** begin **
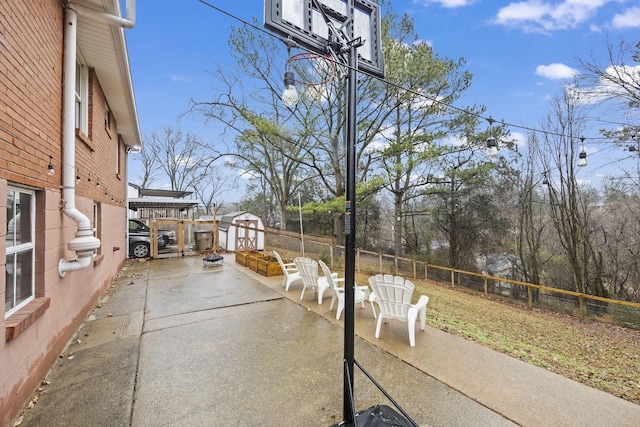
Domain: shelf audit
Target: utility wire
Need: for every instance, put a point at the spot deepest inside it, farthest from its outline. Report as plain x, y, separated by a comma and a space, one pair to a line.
398, 86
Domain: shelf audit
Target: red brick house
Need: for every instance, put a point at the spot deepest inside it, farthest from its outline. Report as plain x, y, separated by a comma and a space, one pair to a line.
67, 122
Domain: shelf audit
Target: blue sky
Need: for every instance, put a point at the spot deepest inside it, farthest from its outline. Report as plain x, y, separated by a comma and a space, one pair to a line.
518, 52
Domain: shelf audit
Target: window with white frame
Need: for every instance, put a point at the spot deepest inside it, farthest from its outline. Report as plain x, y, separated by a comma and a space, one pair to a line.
20, 266
82, 98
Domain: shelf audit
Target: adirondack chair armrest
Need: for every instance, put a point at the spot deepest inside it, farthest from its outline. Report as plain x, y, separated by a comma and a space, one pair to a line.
422, 302
365, 289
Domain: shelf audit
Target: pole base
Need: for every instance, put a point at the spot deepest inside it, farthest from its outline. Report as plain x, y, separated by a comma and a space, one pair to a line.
378, 416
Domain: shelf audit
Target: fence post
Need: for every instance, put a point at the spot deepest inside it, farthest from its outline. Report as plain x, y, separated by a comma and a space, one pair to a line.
331, 254
580, 307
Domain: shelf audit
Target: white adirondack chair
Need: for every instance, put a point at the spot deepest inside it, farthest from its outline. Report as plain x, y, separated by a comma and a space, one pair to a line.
361, 293
291, 273
393, 295
308, 269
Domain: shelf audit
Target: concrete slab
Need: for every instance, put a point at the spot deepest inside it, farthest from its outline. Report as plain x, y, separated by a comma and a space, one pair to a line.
226, 346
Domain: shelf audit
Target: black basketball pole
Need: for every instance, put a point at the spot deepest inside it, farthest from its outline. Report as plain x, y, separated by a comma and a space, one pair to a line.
** end **
Reproduce every record above exactly, omitting the pictures.

Domain: shelf audit
Target: utility wire
Need: for every instance, put a point at the spot deepest inside it, farthest from its outline. Report as plain x, y, separated by a comma and a space, one pair to a line.
398, 86
Domain: shelf audit
Target: red brick house
Need: for every instance, put a point at the spot deepest inside it, farthest from its outline. Report as plain x, y, separated by a comma and a space, one pair to a line.
67, 122
Domain: shelf audit
Target: blue sky
Need: for every instance, put a point at the spot deepest inside it, farthest from its outline. Report as plain x, y, separated by a comma and a space, one pair to a line.
518, 52
Domain: shelf audit
Target: window with white frame
Need: for every instance, put a point at the spot deepest inside it, farthest from its outline. Report as plain x, y, separated by a comma and a space, one pair to a line.
20, 266
82, 98
Domain: shelf audit
Target: adirondack chair armrest
Need: for every instance, put a point at the spot deepest inside it, farthest from its outline. Report as plain x, y, separated by a comma and a space, one pair to a line.
422, 302
365, 289
Domain: shelf audit
Target: pole base
Need: for every instance, put a point at the spot deepest inside it, farthest from its outline. Report as plain x, y, separated by a comma and a space, one pair to a line.
378, 416
Domain: shelf audit
Target: fence post
Need: for every instance, put a point at the spot deepest inside it, farthest from its outline. Report as plain x, y, separated by a comma and a space, one pair to a line.
331, 254
580, 307
Domain: shelf audit
Target: white adirondack chair
Need: for every instance, put a point at the spot deepest inside it, farthest from its outline. Report as plain x, y, separated by a comma and a space, one pair to a line.
361, 293
291, 273
393, 295
308, 269
Domain: shelf audit
Target: concrete slab
Need: for every instance, put a point at the spot deepest inside it, farthest from its outline. Report as plain x, y, separated by a comma and a space, one pair to a line.
226, 346
Domain: shelf audit
Target: black basketball pole
Need: for every instance, put a point at the spot deepest inside it, farthest from its outline. Report as plain x, y, separated by a comma and a space, one pair to a line.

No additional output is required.